Short exercise:
Everything from the line containing "Put one point on each instance of the grassy" through the last line of the records below should be printed exactly, please, and nothing else.

Input material:
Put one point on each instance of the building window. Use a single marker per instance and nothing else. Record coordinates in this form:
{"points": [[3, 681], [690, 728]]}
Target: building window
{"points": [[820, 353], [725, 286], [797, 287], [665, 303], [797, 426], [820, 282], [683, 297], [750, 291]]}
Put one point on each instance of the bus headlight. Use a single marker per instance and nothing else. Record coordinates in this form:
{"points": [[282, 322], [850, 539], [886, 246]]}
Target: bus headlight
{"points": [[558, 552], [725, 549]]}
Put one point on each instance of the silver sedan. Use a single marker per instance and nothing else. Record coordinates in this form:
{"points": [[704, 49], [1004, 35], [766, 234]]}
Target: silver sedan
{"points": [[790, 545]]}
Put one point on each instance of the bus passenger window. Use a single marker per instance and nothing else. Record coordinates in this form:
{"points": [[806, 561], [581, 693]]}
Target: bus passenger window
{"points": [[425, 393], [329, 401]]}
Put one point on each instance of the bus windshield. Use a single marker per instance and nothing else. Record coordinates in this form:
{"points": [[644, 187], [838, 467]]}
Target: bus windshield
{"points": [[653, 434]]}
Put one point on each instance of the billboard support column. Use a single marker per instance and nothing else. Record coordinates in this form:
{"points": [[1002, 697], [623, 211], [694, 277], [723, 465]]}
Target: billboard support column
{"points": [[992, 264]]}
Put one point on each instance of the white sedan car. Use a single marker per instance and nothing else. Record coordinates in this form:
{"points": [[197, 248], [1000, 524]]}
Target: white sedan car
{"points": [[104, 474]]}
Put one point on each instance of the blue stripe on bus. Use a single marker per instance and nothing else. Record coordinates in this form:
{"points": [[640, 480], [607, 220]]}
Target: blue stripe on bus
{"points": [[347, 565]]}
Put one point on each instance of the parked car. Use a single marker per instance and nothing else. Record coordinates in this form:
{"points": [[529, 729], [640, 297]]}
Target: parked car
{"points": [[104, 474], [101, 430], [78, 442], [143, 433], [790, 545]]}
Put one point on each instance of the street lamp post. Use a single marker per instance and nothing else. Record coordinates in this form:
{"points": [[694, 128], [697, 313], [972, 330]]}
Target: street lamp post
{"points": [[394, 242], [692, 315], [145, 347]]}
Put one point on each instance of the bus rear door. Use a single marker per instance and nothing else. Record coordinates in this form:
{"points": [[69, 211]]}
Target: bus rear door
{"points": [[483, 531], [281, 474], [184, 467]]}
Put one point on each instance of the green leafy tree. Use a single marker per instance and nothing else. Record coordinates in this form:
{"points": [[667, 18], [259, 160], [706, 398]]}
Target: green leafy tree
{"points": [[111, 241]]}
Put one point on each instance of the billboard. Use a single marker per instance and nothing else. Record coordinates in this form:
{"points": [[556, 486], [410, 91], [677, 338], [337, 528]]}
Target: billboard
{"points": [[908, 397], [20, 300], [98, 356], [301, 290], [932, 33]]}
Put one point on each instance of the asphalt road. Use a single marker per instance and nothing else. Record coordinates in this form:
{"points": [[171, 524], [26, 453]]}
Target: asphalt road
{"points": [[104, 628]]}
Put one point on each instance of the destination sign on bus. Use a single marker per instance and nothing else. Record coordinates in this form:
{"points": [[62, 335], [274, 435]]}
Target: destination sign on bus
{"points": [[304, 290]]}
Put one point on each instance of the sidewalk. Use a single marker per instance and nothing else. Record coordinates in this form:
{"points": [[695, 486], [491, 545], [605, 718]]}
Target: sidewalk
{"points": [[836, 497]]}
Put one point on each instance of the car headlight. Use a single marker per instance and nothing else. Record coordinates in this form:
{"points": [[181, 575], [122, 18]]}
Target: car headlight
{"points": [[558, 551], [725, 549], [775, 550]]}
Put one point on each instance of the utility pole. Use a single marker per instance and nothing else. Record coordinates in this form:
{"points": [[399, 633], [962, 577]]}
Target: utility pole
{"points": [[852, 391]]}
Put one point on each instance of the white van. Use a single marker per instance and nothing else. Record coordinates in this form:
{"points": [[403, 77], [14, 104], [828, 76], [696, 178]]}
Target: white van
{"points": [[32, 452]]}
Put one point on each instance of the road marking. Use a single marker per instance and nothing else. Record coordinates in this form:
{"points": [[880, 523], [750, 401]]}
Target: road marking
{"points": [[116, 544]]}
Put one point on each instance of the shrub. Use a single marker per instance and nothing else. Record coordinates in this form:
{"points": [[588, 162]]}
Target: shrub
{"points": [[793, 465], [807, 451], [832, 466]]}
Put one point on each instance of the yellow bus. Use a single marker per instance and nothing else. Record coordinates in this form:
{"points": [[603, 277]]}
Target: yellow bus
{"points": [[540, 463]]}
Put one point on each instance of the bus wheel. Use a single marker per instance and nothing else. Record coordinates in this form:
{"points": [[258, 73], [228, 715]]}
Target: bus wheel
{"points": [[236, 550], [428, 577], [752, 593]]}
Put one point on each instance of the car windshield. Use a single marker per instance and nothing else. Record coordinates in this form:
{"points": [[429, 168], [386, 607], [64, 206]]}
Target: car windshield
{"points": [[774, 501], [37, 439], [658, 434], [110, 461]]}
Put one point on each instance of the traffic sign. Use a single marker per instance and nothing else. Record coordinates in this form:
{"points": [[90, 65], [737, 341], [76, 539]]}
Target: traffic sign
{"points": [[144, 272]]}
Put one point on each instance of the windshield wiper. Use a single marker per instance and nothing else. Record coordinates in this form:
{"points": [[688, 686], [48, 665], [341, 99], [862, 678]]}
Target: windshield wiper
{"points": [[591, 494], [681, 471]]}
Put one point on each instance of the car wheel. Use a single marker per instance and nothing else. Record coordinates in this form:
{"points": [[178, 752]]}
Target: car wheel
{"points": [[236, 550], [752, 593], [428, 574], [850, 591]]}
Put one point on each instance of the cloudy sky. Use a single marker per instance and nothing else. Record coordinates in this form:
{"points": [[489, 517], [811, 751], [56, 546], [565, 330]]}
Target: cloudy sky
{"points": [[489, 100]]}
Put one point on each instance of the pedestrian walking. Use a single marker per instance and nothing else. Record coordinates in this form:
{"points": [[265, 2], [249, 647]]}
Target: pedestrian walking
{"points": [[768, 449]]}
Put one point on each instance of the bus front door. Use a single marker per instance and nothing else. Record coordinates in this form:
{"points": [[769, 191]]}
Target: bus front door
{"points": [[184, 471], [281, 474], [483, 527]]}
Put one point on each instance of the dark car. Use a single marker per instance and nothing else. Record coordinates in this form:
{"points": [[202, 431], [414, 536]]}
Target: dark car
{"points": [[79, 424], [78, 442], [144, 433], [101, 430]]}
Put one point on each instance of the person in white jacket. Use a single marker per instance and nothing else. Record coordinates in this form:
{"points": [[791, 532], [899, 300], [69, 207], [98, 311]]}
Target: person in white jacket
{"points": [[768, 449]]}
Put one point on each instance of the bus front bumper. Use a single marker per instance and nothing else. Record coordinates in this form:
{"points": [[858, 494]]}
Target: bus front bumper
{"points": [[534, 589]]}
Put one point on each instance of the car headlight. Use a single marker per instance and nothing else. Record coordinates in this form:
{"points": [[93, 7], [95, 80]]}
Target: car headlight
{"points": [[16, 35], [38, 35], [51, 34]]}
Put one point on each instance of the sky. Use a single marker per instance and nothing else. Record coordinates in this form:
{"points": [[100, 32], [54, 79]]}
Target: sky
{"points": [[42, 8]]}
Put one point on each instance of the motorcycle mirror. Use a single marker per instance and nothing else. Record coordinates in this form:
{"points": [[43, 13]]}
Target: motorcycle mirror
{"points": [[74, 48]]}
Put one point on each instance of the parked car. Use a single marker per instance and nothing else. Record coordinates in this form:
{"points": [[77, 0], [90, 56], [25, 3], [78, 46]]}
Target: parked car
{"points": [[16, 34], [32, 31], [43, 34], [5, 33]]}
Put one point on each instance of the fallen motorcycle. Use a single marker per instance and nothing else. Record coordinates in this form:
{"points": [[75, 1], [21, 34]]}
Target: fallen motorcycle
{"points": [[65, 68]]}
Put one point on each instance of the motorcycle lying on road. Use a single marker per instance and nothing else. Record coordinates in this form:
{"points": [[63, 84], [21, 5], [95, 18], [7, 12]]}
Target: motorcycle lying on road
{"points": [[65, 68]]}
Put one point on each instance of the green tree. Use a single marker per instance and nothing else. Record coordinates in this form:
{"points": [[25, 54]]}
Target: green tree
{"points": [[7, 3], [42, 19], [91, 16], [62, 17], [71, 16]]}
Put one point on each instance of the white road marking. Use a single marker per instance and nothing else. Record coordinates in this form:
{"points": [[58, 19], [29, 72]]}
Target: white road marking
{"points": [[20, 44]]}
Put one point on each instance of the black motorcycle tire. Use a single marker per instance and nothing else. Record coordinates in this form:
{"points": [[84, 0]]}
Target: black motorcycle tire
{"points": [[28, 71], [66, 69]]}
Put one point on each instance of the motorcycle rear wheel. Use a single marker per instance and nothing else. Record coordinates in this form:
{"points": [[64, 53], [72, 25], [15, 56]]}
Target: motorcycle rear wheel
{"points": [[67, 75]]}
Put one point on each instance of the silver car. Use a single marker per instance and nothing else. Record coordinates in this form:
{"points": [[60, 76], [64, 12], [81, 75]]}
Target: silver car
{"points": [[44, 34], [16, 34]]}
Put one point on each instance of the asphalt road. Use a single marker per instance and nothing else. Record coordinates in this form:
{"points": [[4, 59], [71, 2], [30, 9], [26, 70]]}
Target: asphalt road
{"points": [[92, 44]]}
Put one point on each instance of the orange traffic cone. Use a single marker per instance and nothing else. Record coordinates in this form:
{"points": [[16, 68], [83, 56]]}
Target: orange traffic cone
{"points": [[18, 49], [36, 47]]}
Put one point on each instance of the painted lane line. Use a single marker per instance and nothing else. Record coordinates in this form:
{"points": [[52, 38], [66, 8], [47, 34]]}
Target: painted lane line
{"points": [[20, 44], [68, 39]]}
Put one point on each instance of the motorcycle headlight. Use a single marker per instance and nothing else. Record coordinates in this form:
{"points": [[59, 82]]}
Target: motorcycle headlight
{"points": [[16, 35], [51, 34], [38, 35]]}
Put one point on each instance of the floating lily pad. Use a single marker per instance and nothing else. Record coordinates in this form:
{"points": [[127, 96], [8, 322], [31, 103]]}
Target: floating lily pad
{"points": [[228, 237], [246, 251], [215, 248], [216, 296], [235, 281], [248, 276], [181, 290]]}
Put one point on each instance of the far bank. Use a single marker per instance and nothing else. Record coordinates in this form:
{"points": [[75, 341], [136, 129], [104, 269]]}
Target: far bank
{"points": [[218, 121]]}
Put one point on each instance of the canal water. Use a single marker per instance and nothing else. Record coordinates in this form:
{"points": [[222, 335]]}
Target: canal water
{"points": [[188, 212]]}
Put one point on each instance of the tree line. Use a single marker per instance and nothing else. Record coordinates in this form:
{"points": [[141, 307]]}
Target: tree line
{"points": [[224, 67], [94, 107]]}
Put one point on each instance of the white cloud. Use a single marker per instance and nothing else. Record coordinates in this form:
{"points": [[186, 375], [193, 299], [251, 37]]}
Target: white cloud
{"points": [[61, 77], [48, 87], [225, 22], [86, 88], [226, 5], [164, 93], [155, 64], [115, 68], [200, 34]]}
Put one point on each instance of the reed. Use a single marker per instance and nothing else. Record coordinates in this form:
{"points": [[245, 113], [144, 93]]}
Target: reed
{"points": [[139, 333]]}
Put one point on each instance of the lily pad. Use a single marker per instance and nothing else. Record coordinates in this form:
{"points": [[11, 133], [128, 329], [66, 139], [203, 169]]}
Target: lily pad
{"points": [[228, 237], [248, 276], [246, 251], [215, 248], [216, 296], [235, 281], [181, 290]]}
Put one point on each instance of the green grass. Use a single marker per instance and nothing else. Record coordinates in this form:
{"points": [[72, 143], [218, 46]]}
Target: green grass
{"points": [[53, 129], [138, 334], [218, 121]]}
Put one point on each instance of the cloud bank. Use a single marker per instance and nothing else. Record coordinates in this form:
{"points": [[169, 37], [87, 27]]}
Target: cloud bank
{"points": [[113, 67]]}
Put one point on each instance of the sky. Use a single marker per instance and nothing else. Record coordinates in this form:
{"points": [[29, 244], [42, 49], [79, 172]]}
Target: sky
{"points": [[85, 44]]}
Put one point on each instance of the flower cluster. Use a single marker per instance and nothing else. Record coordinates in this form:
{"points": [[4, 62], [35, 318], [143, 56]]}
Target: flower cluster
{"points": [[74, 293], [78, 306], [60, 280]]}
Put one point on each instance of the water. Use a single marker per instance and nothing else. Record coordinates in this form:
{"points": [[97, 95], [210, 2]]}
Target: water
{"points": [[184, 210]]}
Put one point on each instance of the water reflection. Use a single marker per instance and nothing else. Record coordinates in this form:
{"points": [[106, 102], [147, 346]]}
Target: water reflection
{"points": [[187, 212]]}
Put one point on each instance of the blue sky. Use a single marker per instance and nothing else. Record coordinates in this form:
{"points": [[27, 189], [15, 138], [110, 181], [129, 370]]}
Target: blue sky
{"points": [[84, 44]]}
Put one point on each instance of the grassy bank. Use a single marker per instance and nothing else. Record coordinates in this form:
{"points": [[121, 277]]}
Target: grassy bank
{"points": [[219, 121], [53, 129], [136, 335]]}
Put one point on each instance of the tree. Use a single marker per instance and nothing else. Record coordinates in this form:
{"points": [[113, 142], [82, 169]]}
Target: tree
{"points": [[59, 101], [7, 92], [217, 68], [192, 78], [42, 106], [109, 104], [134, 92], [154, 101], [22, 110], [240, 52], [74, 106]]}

The answer:
Put one point on each instance of the grassy bank. Use a single marker per instance and nothing else. Record coordinates in this form:
{"points": [[121, 277]]}
Target: grassy bank
{"points": [[219, 121], [53, 129], [136, 335]]}
Put one point on each instance of the tree. Use a single marker per instance and nothing else. Record coordinates in this form:
{"points": [[113, 142], [82, 169]]}
Target: tree
{"points": [[59, 101], [7, 92], [217, 68], [192, 78], [42, 106], [109, 104], [134, 92], [154, 101], [22, 110], [240, 52], [74, 106]]}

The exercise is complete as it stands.